* **Provided text**:
** START **

Re: AI Jailer.

From: James Higgins (
Date: Tue Jul 16 2002 - 02:14:08 MDT

Moshe Looks wrote:
> Mike & Donna Deering wrote:
> > The Friendly AI can communicate with the programmer
> > and try to convince him that it is Friendly. The Unfriendly AI can
> > communicate with the programmer and try to convince him it is
> > Friendly.
> >
> > What limitations? Any argument available to the Friendly AI is also
> > available to the Unfriendly AI. Therefore the programmer has no way
> > of determining the status of the AI.
> Not quite. The critical difference between Friendly and Unfriendly AI is
> history: how the AI got to be what it is. Thus, the only way to break
> symmetry between FAI and UFAI is by asking questions about the AI's
> design and development (assuming that there exist accurate unmodified
> records, otherwise forget it!).

** END **

Image object location data
** START **

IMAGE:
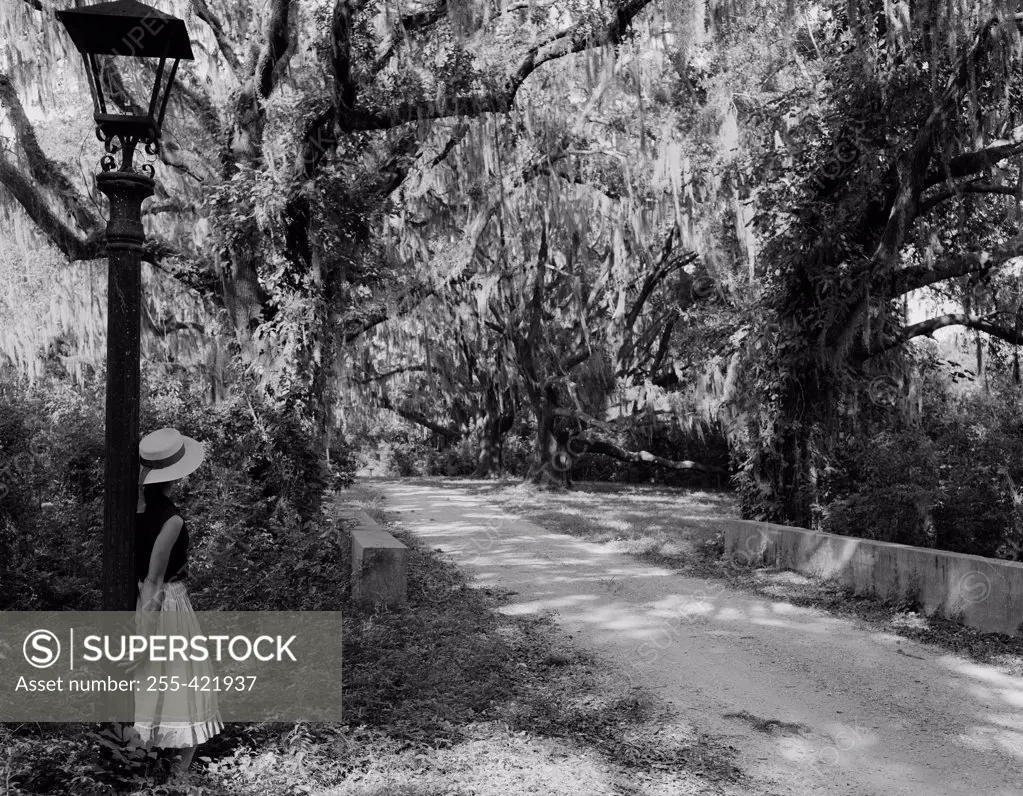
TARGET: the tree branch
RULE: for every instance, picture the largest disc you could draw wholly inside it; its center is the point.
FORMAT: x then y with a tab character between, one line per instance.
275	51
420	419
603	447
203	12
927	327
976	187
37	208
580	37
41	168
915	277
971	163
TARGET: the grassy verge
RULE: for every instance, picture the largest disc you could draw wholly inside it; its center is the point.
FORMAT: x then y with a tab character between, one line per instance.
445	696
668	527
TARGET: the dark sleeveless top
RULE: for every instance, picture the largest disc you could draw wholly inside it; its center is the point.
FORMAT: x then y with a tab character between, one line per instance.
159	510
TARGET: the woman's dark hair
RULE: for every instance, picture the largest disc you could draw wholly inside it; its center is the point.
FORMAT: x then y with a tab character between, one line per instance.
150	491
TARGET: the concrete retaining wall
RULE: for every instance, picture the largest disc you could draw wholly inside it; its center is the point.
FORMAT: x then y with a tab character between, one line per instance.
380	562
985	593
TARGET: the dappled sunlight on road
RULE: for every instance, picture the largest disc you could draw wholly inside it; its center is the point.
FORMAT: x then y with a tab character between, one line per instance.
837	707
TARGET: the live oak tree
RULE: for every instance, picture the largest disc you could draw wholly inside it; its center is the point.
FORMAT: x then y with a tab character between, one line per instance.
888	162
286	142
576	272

** END **

* **What is asked**:
(A) Restate the paragraph of the AI Jailer post that begins "Not quite." as a brief bulleted list that keeps its main facts.
(B) Carry the AI Jailer post forward, starting right after its last sentence.
The data above were taken from a separate source.

* **In response**:
(A)
- The critical difference between Friendly and Unfriendly AI is history: how the AI got to be what it is.
- The only way to break the symmetry between them is to ask about the AI's design and development.
- This works only if accurate, unmodified records exist; otherwise the approach fails.

(B)
> How about asking the AI to produce a written document justifying its own
> Friendliness design and safeguards as adequate? This paper could then be
> sent around to lots of people who had no direct contact whatsoever with
> the AI, who would try and poke holes in it. Unlike humans, an AI could

This would be interesting, and maybe even helpful, but would prove
nothing. Even an AI as stupid as I am could trick people using this
method. First, the AI finds an extremely subtle method to accomplish
its goals. Re-engineer itself as necessary to be able to exploit this.
  Then it writes an extremely thurough paper, even imposing safeguards
that are not currently in place. Even better, suggest some that would
*appear* to prevent the method the AI intends to use. If done properly
it is unlikely anyone would miss this tiny crack in the armor.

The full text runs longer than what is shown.